(Data records)
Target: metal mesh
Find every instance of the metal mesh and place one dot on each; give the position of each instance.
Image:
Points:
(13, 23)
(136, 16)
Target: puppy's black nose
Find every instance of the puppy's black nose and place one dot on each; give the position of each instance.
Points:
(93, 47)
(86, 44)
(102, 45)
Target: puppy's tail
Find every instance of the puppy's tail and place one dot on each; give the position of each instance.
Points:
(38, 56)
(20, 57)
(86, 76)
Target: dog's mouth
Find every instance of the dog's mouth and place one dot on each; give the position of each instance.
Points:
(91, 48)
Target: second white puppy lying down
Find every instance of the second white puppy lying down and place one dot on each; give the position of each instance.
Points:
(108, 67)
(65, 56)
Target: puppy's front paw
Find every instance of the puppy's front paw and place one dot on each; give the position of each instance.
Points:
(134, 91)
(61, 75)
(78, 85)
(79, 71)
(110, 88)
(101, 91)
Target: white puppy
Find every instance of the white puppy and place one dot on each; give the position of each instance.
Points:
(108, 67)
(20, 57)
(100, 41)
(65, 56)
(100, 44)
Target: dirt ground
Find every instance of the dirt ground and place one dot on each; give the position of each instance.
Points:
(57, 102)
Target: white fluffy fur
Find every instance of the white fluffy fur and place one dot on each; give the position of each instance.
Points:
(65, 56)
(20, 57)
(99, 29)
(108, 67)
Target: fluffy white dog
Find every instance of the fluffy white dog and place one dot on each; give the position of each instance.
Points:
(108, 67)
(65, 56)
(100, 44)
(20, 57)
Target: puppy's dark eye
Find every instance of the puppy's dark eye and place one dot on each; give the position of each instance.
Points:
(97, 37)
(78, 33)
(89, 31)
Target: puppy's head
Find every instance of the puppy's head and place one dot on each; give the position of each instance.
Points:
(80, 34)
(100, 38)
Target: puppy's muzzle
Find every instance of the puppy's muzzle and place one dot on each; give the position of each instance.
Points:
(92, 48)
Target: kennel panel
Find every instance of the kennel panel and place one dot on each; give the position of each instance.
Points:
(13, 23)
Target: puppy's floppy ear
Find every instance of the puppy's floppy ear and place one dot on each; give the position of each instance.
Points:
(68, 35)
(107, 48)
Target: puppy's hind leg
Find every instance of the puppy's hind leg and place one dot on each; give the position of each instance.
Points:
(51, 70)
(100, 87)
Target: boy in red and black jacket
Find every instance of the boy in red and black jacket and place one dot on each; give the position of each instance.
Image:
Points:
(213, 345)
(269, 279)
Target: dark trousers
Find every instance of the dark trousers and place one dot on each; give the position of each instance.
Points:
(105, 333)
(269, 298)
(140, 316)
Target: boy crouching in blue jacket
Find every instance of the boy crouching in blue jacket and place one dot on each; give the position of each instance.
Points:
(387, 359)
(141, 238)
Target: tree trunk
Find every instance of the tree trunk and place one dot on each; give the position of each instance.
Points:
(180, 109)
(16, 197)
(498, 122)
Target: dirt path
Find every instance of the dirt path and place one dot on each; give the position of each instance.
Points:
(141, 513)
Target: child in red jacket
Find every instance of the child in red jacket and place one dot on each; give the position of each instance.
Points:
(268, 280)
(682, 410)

TASK REQUIREMENTS >>
The answer must be a word-for-word restatement of the records.

YOUR SOLUTION >>
Target: metal mesh
Find every instance of the metal mesh and place one dot on each; give the position of each instance.
Image:
Points:
(13, 23)
(136, 16)
Target: puppy's black nose
Find every instance of the puppy's black nose and place one dot on each; give the position of each instance.
Points:
(93, 47)
(86, 44)
(102, 45)
Target: puppy's tail
Find every instance of the puppy's tail and place one dot on each; give the position of each instance.
Points:
(38, 56)
(20, 57)
(86, 76)
Target: dog's mouth
Find every instance of the dog's mouth and place one dot on each; give the position of each instance.
Points:
(91, 48)
Target: second white puppy lying down
Find every instance of the second white puppy lying down and place one dot on each; give the position of each instance.
Points:
(108, 67)
(65, 56)
Target: puppy's front paw
Find every instance of the puppy's front paw and place one dot on each; give the position of each instance.
Points:
(134, 91)
(61, 75)
(78, 85)
(79, 71)
(110, 88)
(101, 91)
Target: white puppy
Find every instance of the white puppy and place one dot on each; give the position of each instance.
Points:
(108, 67)
(20, 57)
(100, 41)
(65, 56)
(100, 44)
Target: dirt ground
Find every instance of the dirt ground and place one dot on each; give the position of each instance.
Points:
(57, 102)
Target: white fluffy fur
Find every instance of the white fluffy fur and place one dot on each; give the position of each instance.
Points:
(65, 56)
(20, 57)
(99, 29)
(108, 67)
Target: fluffy white dog
Find every instance of the fluffy white dog and place one dot on each; give the position of each instance.
Points:
(108, 67)
(65, 56)
(100, 44)
(20, 57)
Target: puppy's dark eye
Find every instance of the puppy's dark eye and place one dot on each; give the position of each instance.
Points:
(97, 37)
(78, 33)
(89, 31)
Target: puppy's head
Find every instance of the puppy's head and place one dot on each; give the position of each instance.
Points:
(80, 34)
(100, 38)
Target: puppy's muzzle
Find every instance of the puppy's muzzle and place one dot on each; give the position of each instance.
Points:
(92, 48)
Target: kennel panel
Find every instance of the kennel panel and place one dot on each; give the position of each instance.
Points:
(13, 23)
Target: puppy's floppy ear
Find every instance of the puppy's floppy ear and place one dot on each; give the position of each instance.
Points:
(68, 35)
(107, 48)
Target: puppy's hind leg
Find every instance of the puppy's hind leg and place one dot on each; give the position of each instance.
Points:
(51, 70)
(100, 87)
Target: boy in red and black jacket
Find every instance of the boy in red and black jacket and place one dot on each; give the position of each instance.
Image:
Points:
(213, 345)
(269, 279)
Target: dark trousers
Find every instance of the dark trousers and place one dot on each; give the position of each instance.
Points:
(105, 333)
(269, 298)
(140, 316)
Target: boy crouching in blue jacket
Find every instance of the boy crouching in blue jacket and place one dot on each; give the position of each instance.
Points:
(387, 359)
(141, 238)
Target: tree trunk
Find every instance of the tree trunk and place one dot on each; give the position of each instance.
Points:
(180, 109)
(16, 197)
(498, 122)
Target: dirt path
Find every instance of the dirt path and place one dot on each; give the position of each instance.
Points:
(141, 513)
Target: child in red jacket
Find every instance of the child in red jacket and place one dot on each; give the position of each instance.
Points:
(268, 280)
(682, 410)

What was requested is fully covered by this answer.